>> begin THE DATA

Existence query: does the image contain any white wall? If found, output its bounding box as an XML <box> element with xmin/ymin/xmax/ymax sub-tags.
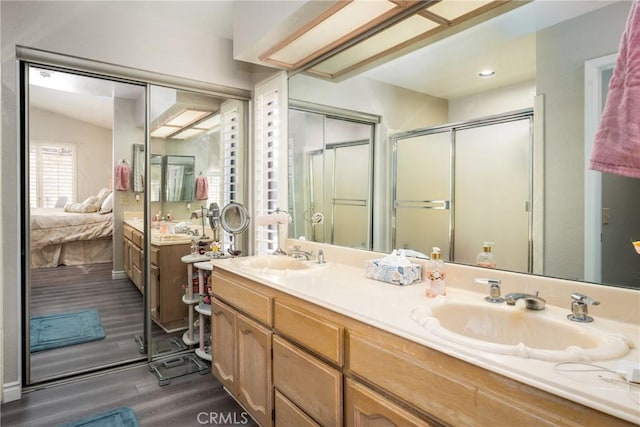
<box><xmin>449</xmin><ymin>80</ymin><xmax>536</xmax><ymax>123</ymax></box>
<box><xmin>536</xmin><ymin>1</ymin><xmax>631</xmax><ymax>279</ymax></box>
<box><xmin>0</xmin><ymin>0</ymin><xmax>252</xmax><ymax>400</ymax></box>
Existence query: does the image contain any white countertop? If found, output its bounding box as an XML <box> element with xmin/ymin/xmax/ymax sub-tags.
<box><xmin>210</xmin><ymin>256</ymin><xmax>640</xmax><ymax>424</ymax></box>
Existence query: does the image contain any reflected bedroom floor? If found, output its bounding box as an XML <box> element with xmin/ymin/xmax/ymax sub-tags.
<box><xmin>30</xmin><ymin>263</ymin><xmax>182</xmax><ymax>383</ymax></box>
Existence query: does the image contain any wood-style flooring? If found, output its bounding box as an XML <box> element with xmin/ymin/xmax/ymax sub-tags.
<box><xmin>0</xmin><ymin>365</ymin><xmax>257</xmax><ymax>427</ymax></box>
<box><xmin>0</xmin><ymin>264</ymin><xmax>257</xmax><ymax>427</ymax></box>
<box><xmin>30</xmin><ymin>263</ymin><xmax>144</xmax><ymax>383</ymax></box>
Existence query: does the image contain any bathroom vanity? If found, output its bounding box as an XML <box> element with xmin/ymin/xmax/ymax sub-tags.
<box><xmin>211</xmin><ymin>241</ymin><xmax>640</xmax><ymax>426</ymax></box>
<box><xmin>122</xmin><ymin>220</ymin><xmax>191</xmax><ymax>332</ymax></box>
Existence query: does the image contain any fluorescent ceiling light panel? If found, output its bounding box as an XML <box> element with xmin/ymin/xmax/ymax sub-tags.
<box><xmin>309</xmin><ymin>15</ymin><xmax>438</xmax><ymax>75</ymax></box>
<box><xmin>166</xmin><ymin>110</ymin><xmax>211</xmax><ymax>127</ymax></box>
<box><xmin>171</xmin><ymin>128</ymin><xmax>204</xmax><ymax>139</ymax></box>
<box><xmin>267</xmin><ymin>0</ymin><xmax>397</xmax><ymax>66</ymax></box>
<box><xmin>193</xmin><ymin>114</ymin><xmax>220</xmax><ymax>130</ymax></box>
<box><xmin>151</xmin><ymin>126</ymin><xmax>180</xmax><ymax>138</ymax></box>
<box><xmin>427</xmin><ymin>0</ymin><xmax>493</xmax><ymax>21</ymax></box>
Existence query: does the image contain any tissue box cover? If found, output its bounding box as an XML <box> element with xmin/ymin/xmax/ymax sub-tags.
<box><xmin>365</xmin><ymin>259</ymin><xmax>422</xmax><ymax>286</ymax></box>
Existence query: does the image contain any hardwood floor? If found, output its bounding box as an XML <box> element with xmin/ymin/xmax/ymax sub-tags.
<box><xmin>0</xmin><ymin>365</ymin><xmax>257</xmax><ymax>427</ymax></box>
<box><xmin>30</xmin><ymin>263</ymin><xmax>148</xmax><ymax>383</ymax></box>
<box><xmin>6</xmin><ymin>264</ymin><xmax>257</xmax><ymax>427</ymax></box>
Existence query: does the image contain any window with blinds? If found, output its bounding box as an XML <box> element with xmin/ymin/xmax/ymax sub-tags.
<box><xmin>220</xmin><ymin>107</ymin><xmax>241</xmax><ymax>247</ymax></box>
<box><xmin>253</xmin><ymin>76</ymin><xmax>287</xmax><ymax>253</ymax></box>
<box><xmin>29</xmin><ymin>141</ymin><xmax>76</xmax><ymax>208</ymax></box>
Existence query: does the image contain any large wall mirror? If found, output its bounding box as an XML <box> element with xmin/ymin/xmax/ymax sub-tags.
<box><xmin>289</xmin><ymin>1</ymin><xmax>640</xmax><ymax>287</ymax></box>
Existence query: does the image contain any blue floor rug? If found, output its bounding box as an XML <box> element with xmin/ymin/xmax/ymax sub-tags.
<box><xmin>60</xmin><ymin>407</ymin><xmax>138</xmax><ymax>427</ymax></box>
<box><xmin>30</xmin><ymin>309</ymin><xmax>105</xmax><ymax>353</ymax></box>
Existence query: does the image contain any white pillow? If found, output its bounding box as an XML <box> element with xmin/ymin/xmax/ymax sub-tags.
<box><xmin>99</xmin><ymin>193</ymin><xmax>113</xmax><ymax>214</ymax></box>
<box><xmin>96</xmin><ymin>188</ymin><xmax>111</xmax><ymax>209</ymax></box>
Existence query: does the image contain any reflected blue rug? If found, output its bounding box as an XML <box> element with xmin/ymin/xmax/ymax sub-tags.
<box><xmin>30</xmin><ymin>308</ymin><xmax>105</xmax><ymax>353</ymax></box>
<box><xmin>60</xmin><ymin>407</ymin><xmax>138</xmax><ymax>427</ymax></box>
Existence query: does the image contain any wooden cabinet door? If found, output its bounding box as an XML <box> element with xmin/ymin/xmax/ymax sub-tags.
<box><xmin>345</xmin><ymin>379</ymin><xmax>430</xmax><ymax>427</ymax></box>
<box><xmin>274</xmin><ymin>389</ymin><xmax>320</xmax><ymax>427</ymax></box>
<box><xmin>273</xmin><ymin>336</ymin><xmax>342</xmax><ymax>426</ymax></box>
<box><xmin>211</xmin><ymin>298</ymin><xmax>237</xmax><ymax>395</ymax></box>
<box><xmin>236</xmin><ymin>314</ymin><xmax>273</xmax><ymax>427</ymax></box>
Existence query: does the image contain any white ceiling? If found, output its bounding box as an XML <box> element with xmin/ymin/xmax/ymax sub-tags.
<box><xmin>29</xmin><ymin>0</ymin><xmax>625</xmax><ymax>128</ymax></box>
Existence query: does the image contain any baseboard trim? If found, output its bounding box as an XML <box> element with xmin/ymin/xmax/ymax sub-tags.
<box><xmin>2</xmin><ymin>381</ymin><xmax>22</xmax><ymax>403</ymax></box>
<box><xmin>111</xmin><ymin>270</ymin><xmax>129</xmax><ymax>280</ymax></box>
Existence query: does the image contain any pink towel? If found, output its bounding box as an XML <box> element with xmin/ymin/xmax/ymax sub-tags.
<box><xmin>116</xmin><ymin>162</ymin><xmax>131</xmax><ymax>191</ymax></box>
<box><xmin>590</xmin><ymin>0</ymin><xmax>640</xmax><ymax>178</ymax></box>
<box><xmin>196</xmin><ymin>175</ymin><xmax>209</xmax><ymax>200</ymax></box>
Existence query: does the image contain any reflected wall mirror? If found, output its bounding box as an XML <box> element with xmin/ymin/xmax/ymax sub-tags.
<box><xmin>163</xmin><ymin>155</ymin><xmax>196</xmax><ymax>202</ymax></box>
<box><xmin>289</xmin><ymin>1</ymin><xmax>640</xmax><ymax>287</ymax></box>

>> end THE DATA

PROBLEM DETAILS >>
Write out the records above exactly as they stand, leaving out every picture.

WORKED ANSWER >>
Existence query: does the image contain any white wall? If found, output its bounding box as an XML <box> element with xmin/ymin/xmax/ymax sub-tags.
<box><xmin>449</xmin><ymin>80</ymin><xmax>536</xmax><ymax>123</ymax></box>
<box><xmin>536</xmin><ymin>1</ymin><xmax>631</xmax><ymax>279</ymax></box>
<box><xmin>0</xmin><ymin>0</ymin><xmax>252</xmax><ymax>400</ymax></box>
Existence query: does the image contain any white countertop? If found, output its bounding box as an XML <box> element with xmin/ymin/xmax/ymax sub-tags.
<box><xmin>210</xmin><ymin>256</ymin><xmax>640</xmax><ymax>424</ymax></box>
Existence query: does the image contain any reflected bedroom floor? If found, output its bounding box as an XML <box> element with xmin/ymin/xmax/ymax sub-tags.
<box><xmin>30</xmin><ymin>263</ymin><xmax>182</xmax><ymax>383</ymax></box>
Existence query: does the image contain any wood-style flooring? If found, output its bounding box as an XML <box> element with xmin/ymin/xmax/ymax sub-tags.
<box><xmin>0</xmin><ymin>365</ymin><xmax>257</xmax><ymax>427</ymax></box>
<box><xmin>0</xmin><ymin>264</ymin><xmax>257</xmax><ymax>427</ymax></box>
<box><xmin>30</xmin><ymin>263</ymin><xmax>144</xmax><ymax>383</ymax></box>
Existence query: does the image contain any bathroom vanity? If found, output its bounding box as an XML <box> element with xmin/ymin/xmax/ymax sub-tags.
<box><xmin>211</xmin><ymin>241</ymin><xmax>640</xmax><ymax>426</ymax></box>
<box><xmin>122</xmin><ymin>220</ymin><xmax>191</xmax><ymax>332</ymax></box>
Existence query: does the image contain any fluorescent ceiling light panel? If found, output its bounding box as an XML <box> element with xmin/ymin/xmax/ymax sub-tags.
<box><xmin>309</xmin><ymin>15</ymin><xmax>438</xmax><ymax>75</ymax></box>
<box><xmin>166</xmin><ymin>110</ymin><xmax>211</xmax><ymax>127</ymax></box>
<box><xmin>171</xmin><ymin>128</ymin><xmax>204</xmax><ymax>139</ymax></box>
<box><xmin>267</xmin><ymin>0</ymin><xmax>397</xmax><ymax>66</ymax></box>
<box><xmin>193</xmin><ymin>114</ymin><xmax>220</xmax><ymax>130</ymax></box>
<box><xmin>151</xmin><ymin>126</ymin><xmax>180</xmax><ymax>138</ymax></box>
<box><xmin>427</xmin><ymin>0</ymin><xmax>493</xmax><ymax>21</ymax></box>
Existence query: does the image contain any tissue box cover? If found, output its bounding box as an XML <box> element with xmin/ymin/xmax/ymax sub-tags.
<box><xmin>365</xmin><ymin>259</ymin><xmax>422</xmax><ymax>286</ymax></box>
Existence query: does the image contain any hardwood floor? If found, output its bounding box as an XML <box> element with xmin/ymin/xmax/ymax sub-tags.
<box><xmin>0</xmin><ymin>365</ymin><xmax>257</xmax><ymax>427</ymax></box>
<box><xmin>30</xmin><ymin>263</ymin><xmax>148</xmax><ymax>383</ymax></box>
<box><xmin>6</xmin><ymin>264</ymin><xmax>257</xmax><ymax>427</ymax></box>
Existence query: does the image contain any window with blinds? If found, output its bounding box as an XML <box> element with xmin/ymin/xmax/ymax sub-tags.
<box><xmin>220</xmin><ymin>107</ymin><xmax>241</xmax><ymax>247</ymax></box>
<box><xmin>253</xmin><ymin>76</ymin><xmax>287</xmax><ymax>253</ymax></box>
<box><xmin>29</xmin><ymin>141</ymin><xmax>76</xmax><ymax>208</ymax></box>
Existence query: does the image contain any large wall mirror? If found, output its bounding box as an XML <box> element with xmin/ymin/xmax/ymax sub-tags.
<box><xmin>289</xmin><ymin>1</ymin><xmax>640</xmax><ymax>287</ymax></box>
Existence query: does the image contain any blue floor rug? If found, output its bounding box as an XML <box> element with xmin/ymin/xmax/ymax sub-tags.
<box><xmin>60</xmin><ymin>407</ymin><xmax>138</xmax><ymax>427</ymax></box>
<box><xmin>30</xmin><ymin>309</ymin><xmax>105</xmax><ymax>353</ymax></box>
Existence query: does the image contain any white pillow? If found, output its bounding box as an XML <box> element with xmin/ymin/xmax/ymax sub-tags.
<box><xmin>99</xmin><ymin>193</ymin><xmax>113</xmax><ymax>214</ymax></box>
<box><xmin>96</xmin><ymin>188</ymin><xmax>111</xmax><ymax>209</ymax></box>
Existence query: does the image contain any reflected blue rug? If found, output its bounding box as an XML <box> element with xmin/ymin/xmax/ymax sub-tags.
<box><xmin>30</xmin><ymin>308</ymin><xmax>105</xmax><ymax>353</ymax></box>
<box><xmin>60</xmin><ymin>407</ymin><xmax>138</xmax><ymax>427</ymax></box>
Existence query: does the image contain any wooden cabinet door? If found, output its bounding box as an XML <box> element with xmin/ymin/xmax/ymax sub-tags.
<box><xmin>345</xmin><ymin>379</ymin><xmax>430</xmax><ymax>427</ymax></box>
<box><xmin>274</xmin><ymin>389</ymin><xmax>320</xmax><ymax>427</ymax></box>
<box><xmin>273</xmin><ymin>336</ymin><xmax>342</xmax><ymax>426</ymax></box>
<box><xmin>211</xmin><ymin>298</ymin><xmax>237</xmax><ymax>395</ymax></box>
<box><xmin>236</xmin><ymin>314</ymin><xmax>273</xmax><ymax>427</ymax></box>
Existence query: does the image contain any white ceiling? If found, output its bounding box as an XML <box> element with xmin/ymin/xmax/ymax sub-tags.
<box><xmin>29</xmin><ymin>0</ymin><xmax>625</xmax><ymax>128</ymax></box>
Existence query: does the image contain any baseboard trim? If found, output its bounding box as an XML <box> element with xmin/ymin/xmax/ymax sub-tags.
<box><xmin>2</xmin><ymin>381</ymin><xmax>22</xmax><ymax>403</ymax></box>
<box><xmin>111</xmin><ymin>270</ymin><xmax>129</xmax><ymax>280</ymax></box>
Existence query: does the image contain any pink towel? If found, output its bounding box as an XML <box> element with xmin/ymin/xmax/ymax sub-tags.
<box><xmin>116</xmin><ymin>162</ymin><xmax>131</xmax><ymax>191</ymax></box>
<box><xmin>590</xmin><ymin>0</ymin><xmax>640</xmax><ymax>178</ymax></box>
<box><xmin>196</xmin><ymin>175</ymin><xmax>209</xmax><ymax>200</ymax></box>
Existence query: does the image contain any reflected wall mirror? If found, output its bounding box as an XML <box> element with xmin/ymin/xmax/ymax sub-tags.
<box><xmin>163</xmin><ymin>155</ymin><xmax>196</xmax><ymax>202</ymax></box>
<box><xmin>289</xmin><ymin>1</ymin><xmax>640</xmax><ymax>287</ymax></box>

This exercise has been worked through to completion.